- _Directions for this task_
Among the entries that follow, the required portion opens with the line containing "the pony's eye" and closes with the line containing "Query: pony's eye". Give that portion again exactly, and nothing else.

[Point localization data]
################
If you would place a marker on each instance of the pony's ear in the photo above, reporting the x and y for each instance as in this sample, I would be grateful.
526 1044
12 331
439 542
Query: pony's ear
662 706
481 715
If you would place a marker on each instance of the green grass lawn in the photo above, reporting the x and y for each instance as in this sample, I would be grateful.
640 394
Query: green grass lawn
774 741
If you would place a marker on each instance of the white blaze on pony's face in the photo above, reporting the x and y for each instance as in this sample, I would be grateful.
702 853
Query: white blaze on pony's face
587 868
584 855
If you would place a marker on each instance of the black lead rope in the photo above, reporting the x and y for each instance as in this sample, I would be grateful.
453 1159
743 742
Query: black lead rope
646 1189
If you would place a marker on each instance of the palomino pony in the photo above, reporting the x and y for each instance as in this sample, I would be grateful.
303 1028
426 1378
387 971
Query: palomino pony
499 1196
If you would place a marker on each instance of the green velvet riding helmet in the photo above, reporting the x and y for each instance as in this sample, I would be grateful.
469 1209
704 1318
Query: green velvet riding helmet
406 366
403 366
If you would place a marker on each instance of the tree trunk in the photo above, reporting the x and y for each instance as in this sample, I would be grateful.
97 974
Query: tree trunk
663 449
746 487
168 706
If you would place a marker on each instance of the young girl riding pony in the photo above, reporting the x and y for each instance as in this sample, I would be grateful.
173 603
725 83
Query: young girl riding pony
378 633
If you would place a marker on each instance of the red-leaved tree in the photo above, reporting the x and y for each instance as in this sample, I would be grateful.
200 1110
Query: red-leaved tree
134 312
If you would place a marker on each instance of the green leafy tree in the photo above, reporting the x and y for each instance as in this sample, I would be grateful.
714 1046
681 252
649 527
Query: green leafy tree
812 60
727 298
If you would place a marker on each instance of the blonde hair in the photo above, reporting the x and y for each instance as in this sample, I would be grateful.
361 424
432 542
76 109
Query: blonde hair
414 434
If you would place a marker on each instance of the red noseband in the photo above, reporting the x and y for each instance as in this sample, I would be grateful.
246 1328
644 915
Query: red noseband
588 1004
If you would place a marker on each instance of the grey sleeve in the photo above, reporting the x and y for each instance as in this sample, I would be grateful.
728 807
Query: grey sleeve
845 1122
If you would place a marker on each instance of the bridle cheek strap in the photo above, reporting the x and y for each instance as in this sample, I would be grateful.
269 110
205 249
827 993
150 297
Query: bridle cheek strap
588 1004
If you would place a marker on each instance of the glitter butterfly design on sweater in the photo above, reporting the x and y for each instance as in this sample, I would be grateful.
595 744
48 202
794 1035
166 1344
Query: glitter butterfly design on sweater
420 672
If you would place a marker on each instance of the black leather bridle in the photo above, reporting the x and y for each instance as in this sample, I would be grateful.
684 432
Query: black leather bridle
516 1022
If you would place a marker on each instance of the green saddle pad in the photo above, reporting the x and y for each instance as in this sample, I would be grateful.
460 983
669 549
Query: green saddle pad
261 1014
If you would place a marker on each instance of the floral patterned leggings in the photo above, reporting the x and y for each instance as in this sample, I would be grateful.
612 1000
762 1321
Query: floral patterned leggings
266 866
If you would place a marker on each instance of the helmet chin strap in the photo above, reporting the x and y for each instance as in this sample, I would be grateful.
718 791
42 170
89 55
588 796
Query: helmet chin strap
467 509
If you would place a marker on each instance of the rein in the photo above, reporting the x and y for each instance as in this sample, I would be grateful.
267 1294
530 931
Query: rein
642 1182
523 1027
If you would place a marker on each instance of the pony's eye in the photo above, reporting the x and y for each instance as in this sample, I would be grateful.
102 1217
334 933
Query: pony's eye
################
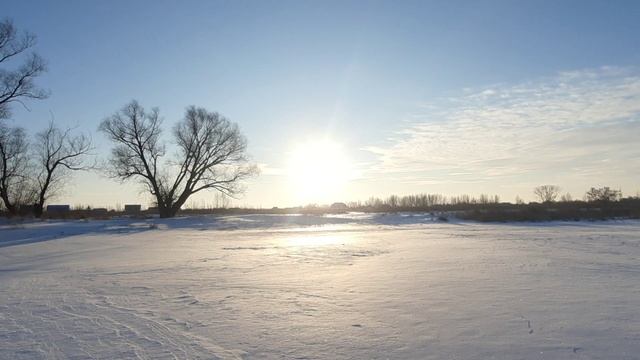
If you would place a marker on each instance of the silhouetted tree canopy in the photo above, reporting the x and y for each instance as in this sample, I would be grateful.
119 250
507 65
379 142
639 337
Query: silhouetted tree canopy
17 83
################
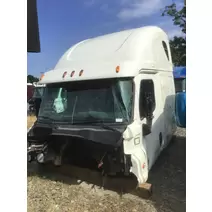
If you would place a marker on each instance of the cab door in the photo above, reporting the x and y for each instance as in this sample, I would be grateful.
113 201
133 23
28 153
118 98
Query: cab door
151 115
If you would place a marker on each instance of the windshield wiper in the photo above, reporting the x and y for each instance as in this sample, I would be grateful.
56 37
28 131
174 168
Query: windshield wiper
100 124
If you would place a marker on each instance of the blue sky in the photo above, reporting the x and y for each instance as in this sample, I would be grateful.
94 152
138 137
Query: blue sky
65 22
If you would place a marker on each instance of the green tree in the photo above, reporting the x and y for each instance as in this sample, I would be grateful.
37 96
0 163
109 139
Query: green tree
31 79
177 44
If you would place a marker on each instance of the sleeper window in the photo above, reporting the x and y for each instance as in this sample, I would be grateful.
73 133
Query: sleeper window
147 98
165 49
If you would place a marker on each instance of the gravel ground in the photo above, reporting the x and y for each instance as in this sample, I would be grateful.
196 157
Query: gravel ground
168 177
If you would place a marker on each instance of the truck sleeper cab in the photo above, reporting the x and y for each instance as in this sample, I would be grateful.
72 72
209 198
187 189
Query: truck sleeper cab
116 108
################
- _Reply_
If you would place a marker on each instance of the pony's eye in the photo above, reporting the x and y for each instance as in this sample, I would be grateful.
102 1217
334 933
Query: pony's eye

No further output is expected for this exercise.